Tujuan> Saring catatan di bawah ini dan salin setiap baris yang memuat kata "latex".

[Catatan penunjukan objek bernama]

::::

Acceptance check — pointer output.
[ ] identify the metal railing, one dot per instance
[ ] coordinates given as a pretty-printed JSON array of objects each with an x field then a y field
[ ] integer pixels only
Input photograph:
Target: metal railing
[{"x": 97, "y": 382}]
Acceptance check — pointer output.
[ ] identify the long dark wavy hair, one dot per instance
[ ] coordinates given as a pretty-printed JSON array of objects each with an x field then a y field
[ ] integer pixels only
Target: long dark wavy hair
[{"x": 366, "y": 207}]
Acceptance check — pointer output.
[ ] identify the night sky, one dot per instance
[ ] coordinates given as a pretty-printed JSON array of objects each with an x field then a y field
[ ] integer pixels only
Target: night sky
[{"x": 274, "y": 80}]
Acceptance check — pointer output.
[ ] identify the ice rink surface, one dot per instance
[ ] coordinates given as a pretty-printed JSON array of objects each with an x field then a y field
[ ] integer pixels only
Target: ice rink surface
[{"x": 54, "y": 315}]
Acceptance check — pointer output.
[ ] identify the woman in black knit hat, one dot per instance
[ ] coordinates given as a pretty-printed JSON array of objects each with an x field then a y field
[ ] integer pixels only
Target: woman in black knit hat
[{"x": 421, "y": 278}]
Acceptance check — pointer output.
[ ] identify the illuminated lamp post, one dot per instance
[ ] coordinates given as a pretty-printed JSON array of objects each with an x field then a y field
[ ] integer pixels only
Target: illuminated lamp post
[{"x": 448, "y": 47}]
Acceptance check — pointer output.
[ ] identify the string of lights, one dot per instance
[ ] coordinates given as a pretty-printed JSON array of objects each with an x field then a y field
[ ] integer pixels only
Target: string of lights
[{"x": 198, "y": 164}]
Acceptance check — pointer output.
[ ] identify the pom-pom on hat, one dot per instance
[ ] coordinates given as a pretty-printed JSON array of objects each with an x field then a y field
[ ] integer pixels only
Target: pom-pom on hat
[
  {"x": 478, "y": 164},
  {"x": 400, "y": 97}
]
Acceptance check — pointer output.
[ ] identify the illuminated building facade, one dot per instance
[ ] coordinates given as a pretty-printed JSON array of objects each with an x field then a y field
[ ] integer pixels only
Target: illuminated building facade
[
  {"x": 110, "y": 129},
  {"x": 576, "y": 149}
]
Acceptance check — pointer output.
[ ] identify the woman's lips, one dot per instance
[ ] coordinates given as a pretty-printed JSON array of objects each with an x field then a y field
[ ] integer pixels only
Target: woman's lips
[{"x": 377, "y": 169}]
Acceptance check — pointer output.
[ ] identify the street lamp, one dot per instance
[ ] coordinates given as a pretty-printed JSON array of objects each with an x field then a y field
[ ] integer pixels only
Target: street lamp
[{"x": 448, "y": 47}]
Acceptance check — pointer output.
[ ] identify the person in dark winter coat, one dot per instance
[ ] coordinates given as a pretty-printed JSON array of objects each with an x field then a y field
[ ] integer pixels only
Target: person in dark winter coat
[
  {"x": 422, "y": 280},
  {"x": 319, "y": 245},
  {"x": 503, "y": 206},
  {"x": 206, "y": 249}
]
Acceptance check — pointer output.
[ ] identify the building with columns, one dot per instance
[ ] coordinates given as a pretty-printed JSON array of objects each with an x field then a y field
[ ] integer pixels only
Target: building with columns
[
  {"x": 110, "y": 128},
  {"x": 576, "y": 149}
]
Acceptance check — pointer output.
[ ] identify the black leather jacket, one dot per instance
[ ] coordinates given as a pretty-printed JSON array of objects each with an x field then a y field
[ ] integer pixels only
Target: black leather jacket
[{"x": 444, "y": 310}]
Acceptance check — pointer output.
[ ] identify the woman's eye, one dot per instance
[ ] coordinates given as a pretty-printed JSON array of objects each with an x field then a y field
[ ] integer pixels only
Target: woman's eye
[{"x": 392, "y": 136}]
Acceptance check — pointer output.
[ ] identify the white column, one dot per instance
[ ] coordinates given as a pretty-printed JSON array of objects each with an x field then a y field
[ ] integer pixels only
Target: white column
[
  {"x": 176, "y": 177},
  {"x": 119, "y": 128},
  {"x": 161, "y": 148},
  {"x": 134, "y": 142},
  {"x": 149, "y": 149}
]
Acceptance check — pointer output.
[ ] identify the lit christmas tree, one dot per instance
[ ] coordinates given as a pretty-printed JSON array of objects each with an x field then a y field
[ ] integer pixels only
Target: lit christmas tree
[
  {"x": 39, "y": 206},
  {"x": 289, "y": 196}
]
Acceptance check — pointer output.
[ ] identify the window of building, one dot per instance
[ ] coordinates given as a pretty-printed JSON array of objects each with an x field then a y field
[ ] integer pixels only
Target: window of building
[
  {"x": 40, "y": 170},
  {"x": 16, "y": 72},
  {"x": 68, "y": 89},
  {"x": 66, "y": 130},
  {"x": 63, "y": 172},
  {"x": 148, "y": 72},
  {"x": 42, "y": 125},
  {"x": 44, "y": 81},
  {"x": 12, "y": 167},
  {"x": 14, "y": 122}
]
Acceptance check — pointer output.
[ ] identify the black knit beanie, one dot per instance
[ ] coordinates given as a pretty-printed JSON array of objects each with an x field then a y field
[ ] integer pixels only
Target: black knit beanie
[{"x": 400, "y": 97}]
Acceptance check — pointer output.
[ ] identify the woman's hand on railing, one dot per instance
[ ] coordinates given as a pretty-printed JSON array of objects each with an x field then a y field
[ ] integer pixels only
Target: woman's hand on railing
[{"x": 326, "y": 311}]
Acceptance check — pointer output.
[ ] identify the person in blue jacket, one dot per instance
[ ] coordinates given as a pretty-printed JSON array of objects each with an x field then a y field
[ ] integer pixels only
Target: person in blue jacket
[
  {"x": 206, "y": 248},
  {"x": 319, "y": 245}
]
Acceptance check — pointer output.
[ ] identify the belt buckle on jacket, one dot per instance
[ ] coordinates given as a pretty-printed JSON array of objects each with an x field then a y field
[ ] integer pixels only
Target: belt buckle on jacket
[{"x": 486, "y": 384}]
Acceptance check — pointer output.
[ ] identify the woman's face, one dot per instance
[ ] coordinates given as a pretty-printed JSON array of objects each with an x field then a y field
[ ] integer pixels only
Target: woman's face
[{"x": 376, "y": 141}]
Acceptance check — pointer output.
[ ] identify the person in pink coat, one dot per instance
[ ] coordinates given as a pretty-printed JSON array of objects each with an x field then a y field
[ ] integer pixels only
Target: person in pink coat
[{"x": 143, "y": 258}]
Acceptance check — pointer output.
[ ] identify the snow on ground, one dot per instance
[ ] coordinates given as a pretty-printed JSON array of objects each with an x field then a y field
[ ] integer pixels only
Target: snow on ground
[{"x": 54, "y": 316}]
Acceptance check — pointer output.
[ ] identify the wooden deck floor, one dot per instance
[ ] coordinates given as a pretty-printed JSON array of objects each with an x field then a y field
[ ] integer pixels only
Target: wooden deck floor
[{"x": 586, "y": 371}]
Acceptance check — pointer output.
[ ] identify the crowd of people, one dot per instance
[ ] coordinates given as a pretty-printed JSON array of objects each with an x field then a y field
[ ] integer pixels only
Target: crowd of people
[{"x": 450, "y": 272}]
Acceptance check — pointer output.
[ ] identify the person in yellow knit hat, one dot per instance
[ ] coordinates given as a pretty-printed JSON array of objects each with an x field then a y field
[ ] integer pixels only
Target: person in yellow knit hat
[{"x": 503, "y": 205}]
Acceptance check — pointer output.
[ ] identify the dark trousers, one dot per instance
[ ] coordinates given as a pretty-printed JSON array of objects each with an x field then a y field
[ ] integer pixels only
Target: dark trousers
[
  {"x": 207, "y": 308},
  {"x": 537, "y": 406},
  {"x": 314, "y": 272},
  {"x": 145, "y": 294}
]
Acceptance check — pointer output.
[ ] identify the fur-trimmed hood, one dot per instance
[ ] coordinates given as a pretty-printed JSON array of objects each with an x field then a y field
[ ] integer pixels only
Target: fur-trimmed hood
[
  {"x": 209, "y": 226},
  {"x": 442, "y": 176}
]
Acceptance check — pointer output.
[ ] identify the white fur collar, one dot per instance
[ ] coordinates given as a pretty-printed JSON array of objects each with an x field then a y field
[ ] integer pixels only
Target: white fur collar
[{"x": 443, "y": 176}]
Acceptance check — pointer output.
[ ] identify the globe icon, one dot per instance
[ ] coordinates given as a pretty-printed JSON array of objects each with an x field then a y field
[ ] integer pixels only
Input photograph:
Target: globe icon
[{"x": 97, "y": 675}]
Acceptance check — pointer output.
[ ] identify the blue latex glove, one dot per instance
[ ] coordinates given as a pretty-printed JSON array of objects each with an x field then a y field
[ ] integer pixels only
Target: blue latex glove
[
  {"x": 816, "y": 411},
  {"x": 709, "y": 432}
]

::::

Penyelesaian Latihan>
[ ] identify the blue latex glove, one dot per instance
Target: blue latex glove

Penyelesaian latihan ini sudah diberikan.